EXERCISE MATERIAL -
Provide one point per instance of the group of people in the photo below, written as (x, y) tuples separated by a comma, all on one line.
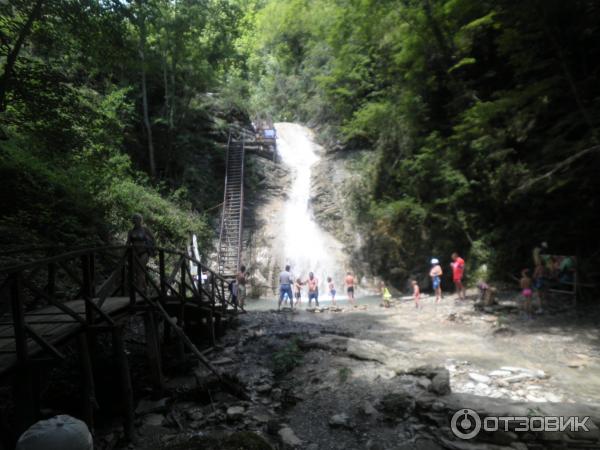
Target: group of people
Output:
[(547, 270), (435, 273), (287, 284)]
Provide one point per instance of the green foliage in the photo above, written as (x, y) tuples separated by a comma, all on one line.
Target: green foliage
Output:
[(76, 152), (465, 105), (287, 358)]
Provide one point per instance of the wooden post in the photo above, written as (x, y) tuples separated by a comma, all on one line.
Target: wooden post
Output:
[(125, 380), (87, 289), (51, 289), (23, 386), (181, 311), (131, 276), (163, 277), (153, 350), (211, 316), (88, 387), (163, 292)]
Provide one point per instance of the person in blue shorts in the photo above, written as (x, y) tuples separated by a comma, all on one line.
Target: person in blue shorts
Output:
[(436, 278), (331, 290), (313, 289), (285, 286)]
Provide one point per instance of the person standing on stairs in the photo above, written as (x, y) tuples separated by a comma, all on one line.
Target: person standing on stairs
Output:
[(142, 241), (240, 279), (285, 286)]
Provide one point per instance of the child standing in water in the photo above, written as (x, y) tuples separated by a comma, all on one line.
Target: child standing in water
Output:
[(387, 296), (416, 293), (538, 284), (526, 292), (436, 278), (298, 291), (331, 290)]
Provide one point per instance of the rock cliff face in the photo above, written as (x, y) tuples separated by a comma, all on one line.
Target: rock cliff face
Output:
[(266, 191), (333, 178)]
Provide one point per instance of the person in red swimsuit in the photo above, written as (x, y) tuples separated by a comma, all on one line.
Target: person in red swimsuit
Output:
[(458, 270)]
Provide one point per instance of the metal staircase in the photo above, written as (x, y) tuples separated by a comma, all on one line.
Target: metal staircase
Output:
[(230, 236)]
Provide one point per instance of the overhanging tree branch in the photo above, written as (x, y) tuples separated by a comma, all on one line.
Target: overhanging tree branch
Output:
[(561, 165), (11, 58)]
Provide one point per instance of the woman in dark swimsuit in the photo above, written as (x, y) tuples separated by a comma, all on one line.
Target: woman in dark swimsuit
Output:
[(142, 241)]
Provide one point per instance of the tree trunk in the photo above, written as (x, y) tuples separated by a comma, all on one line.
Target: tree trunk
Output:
[(147, 125), (11, 58)]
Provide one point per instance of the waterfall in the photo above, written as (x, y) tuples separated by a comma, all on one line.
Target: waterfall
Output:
[(306, 246)]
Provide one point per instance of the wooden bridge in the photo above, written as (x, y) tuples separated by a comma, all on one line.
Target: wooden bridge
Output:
[(75, 296)]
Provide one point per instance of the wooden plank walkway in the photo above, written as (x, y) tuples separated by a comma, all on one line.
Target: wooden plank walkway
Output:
[(53, 325)]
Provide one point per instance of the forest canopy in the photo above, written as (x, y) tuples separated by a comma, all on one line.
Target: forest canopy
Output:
[(478, 119), (109, 108)]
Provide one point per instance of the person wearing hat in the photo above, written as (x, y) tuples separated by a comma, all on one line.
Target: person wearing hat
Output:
[(436, 278)]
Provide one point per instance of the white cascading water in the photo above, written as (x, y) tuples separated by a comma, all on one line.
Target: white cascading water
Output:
[(307, 247)]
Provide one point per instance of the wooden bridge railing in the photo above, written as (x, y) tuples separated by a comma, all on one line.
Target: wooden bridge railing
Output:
[(45, 302), (95, 275)]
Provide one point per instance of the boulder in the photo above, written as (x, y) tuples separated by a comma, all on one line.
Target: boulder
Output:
[(479, 378), (146, 406), (440, 383), (340, 421), (235, 413), (154, 420), (398, 404), (289, 438)]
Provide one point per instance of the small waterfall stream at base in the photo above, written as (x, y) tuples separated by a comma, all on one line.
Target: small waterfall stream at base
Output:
[(306, 246)]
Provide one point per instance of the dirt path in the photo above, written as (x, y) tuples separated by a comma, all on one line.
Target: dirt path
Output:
[(562, 343), (378, 378)]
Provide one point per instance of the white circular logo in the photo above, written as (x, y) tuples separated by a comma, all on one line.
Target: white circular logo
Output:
[(465, 424)]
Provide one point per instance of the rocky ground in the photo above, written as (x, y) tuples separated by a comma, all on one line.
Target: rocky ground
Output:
[(380, 378)]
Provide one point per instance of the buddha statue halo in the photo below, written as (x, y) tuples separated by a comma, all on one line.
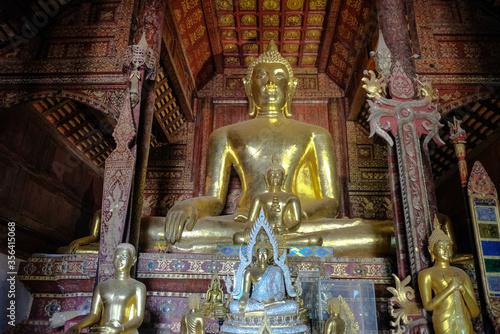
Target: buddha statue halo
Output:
[(246, 259)]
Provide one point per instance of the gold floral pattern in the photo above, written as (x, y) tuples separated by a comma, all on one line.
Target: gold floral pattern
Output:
[(249, 34), (231, 60), (224, 5), (315, 20), (271, 5), (248, 5), (230, 48), (250, 48), (248, 20), (293, 20), (309, 60), (449, 50), (270, 34), (294, 4), (249, 59), (226, 20), (271, 20), (317, 4), (290, 47), (472, 50), (291, 34), (228, 34), (311, 47), (313, 34)]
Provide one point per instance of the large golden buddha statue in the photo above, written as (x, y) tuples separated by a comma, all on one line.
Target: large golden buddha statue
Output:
[(445, 290), (307, 156)]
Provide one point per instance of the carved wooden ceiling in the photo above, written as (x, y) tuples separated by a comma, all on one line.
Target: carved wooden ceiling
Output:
[(85, 128), (480, 120), (222, 35)]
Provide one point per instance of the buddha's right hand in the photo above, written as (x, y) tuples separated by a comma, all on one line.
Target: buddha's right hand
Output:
[(181, 215), (75, 329)]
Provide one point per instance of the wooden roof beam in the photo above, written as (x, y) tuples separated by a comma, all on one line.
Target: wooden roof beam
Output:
[(176, 65), (162, 126), (326, 45), (213, 34), (56, 107)]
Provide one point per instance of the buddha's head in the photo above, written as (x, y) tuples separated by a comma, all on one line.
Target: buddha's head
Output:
[(270, 83), (275, 175), (124, 257), (215, 284), (440, 244), (263, 250), (333, 306), (194, 301)]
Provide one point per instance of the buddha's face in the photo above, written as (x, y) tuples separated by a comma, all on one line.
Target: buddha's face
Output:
[(275, 177), (443, 250), (123, 259), (269, 86), (262, 255)]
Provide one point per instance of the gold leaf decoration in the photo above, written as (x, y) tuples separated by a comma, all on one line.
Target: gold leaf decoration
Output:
[(270, 34), (248, 5), (271, 20), (271, 5), (230, 48), (292, 34), (294, 4), (249, 60), (248, 20), (249, 34), (226, 20), (315, 20), (309, 60), (228, 34), (311, 47), (313, 34), (290, 47), (232, 60), (293, 20), (250, 48), (292, 60), (224, 5), (317, 4)]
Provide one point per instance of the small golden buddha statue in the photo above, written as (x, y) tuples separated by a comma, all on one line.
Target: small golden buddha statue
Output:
[(277, 204), (88, 244), (120, 302), (306, 153), (214, 304), (447, 291), (193, 322), (334, 324)]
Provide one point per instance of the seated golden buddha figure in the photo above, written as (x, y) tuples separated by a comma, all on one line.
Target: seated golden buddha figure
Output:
[(193, 322), (88, 244), (334, 324), (261, 290), (119, 303), (445, 290), (306, 153), (214, 304), (276, 205)]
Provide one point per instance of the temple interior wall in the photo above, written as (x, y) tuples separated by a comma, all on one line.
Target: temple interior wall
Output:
[(46, 186), (176, 171)]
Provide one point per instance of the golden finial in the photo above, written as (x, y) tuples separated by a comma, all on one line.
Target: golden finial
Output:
[(271, 55), (437, 234)]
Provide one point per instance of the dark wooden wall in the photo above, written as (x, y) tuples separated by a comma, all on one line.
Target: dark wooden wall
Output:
[(449, 193), (47, 186)]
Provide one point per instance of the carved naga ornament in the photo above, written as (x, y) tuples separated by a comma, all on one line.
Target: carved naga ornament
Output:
[(386, 113)]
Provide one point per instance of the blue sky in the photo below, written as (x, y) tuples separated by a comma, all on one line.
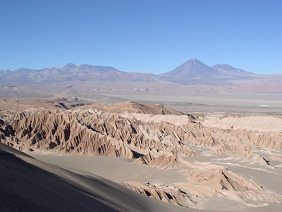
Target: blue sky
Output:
[(141, 35)]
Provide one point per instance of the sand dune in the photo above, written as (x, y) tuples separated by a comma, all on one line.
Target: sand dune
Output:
[(37, 186)]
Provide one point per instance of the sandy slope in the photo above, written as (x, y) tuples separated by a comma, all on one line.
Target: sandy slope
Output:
[(37, 186)]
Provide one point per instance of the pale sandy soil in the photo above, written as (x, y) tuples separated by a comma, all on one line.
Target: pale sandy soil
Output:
[(37, 186), (252, 123)]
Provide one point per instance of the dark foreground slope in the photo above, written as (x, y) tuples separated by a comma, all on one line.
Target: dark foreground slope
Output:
[(30, 185)]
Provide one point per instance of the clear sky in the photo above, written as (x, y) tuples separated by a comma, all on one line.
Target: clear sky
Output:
[(141, 35)]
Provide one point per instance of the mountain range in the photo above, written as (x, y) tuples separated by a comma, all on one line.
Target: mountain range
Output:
[(192, 71)]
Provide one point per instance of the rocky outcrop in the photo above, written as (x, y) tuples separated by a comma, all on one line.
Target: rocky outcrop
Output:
[(168, 194)]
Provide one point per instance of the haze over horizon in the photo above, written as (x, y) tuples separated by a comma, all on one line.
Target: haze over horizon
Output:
[(142, 36)]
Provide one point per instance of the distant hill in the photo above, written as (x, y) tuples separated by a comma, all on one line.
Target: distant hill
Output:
[(194, 71), (191, 72), (72, 72)]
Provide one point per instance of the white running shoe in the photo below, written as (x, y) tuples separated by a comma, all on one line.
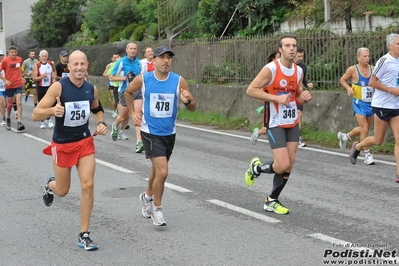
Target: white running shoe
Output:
[(300, 143), (157, 217), (122, 135), (342, 142), (368, 159), (255, 136), (50, 123)]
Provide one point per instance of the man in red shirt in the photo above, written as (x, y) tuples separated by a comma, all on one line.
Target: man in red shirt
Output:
[(13, 80)]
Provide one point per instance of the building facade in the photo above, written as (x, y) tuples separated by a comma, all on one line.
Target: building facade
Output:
[(15, 19)]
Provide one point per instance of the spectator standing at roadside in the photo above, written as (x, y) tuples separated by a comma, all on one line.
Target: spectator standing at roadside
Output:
[(362, 94), (385, 104), (29, 84), (62, 66), (112, 86), (300, 55), (44, 74), (124, 71), (13, 80), (147, 64)]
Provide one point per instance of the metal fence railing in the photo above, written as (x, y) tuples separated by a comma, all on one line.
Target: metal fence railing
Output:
[(237, 60)]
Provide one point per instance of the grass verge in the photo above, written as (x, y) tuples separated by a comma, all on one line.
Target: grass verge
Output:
[(310, 133)]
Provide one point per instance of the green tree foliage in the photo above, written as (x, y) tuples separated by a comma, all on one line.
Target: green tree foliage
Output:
[(263, 16), (311, 12), (253, 17), (147, 10), (383, 8), (214, 16), (99, 18), (53, 21)]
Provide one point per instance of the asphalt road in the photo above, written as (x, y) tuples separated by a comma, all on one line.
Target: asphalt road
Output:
[(213, 217)]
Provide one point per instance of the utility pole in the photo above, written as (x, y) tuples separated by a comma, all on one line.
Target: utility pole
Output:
[(327, 13)]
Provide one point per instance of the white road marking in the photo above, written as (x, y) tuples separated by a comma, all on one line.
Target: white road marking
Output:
[(346, 245), (256, 215), (266, 141)]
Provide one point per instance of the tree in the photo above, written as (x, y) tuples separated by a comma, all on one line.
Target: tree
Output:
[(99, 18), (53, 21), (214, 16)]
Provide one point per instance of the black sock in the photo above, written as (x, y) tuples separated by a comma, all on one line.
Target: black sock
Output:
[(266, 167), (279, 182)]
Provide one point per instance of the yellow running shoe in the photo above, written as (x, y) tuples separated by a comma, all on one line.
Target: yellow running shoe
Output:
[(249, 174), (275, 206)]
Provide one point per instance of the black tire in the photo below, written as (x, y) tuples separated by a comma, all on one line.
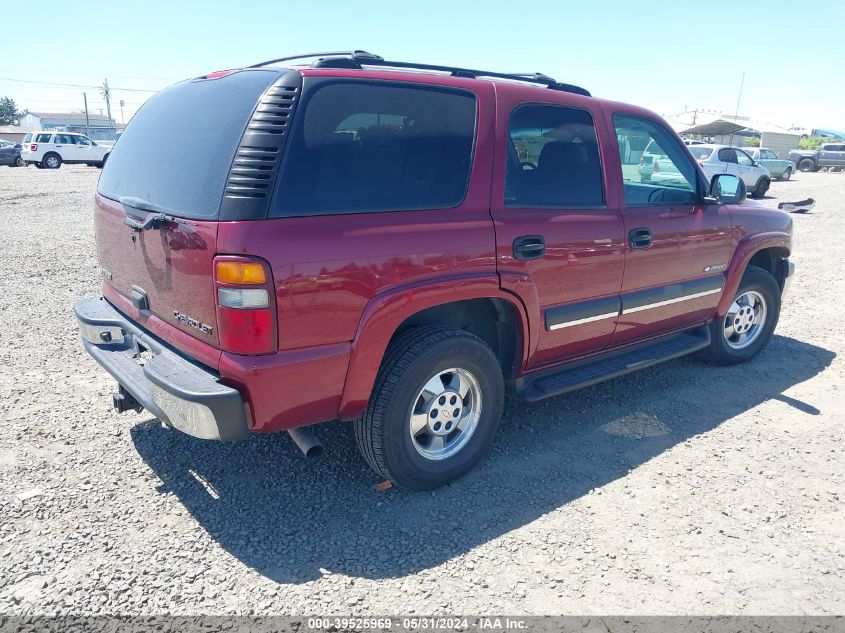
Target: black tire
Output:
[(51, 161), (761, 282), (383, 433), (761, 188)]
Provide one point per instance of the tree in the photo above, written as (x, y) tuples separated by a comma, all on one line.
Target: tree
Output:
[(9, 114)]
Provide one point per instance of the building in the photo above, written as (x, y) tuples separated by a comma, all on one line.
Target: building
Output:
[(730, 130), (98, 127), (13, 133)]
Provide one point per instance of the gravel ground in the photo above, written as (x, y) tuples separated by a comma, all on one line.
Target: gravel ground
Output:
[(682, 489)]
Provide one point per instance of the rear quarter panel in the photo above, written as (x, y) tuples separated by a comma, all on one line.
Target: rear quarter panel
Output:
[(332, 274)]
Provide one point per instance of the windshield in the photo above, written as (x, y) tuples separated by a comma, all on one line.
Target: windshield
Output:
[(699, 152), (176, 152)]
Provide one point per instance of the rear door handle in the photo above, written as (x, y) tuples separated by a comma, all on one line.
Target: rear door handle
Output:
[(529, 247), (640, 238)]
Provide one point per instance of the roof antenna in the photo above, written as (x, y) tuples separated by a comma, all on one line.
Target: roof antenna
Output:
[(739, 96)]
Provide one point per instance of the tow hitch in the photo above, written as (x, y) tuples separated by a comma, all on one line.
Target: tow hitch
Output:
[(124, 401)]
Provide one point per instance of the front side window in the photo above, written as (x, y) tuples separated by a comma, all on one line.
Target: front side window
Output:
[(553, 158), (365, 147), (727, 155), (743, 159), (661, 172)]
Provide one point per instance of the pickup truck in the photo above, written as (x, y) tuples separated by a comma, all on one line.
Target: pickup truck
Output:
[(403, 245), (828, 155)]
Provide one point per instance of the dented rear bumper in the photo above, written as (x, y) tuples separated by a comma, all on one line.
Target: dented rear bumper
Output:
[(181, 393)]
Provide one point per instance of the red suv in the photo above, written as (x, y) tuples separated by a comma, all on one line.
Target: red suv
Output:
[(403, 245)]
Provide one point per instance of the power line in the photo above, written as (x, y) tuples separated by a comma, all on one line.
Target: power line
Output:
[(48, 83)]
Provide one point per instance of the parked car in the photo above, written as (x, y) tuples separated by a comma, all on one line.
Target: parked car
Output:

WHAT THE TASK ASKS -
Update the lines from the first one through the line containing "[(76, 152), (465, 105), (287, 358)]" by replacing "green foliage" with "dense greenery", keeping everything else unchanged. Omit the pictures from the answer.

EXPECTED ANSWER -
Provide one point per instance of the group of people in the photo below, written as (x, y) tuples separated by a comma, all on one line.
Target: group of people
Output:
[(547, 270), (435, 273), (287, 284)]
Provide one point per instance of the dense greenery in the photo above, written as (x, y) tuples separated by a comma, all on one line.
Target: dense greenery
Output:
[(76, 152), (465, 105), (287, 358)]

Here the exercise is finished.